Can you print the records word for word, starting at the line with "the woman in" and running through the end of the records, with both ends included?

(Excerpts from point annotation data)
******
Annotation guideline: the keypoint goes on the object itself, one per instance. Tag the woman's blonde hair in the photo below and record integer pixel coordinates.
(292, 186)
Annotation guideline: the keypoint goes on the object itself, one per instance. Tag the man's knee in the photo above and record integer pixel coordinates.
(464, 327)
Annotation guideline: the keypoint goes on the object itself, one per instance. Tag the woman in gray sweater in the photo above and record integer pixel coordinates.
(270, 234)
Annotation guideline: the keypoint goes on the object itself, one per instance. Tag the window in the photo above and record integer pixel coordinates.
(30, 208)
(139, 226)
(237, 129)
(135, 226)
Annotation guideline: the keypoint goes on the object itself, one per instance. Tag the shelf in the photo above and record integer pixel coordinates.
******
■ Answer below
Annotation guideline: the keypoint goes on the object itself, one per instance. Tag the woman in gray sweater in the photo above and record integer pixel coordinates.
(270, 234)
Annotation guideline: the keypoint goes on the object itself, one per instance. Tag the window in the photo above and record integer pixel coordinates.
(30, 208)
(139, 226)
(237, 129)
(135, 226)
Annotation guideline: the keypoint goes on the object itself, one per instance. Tag the shelf in the photo above and record integer pixel coordinates.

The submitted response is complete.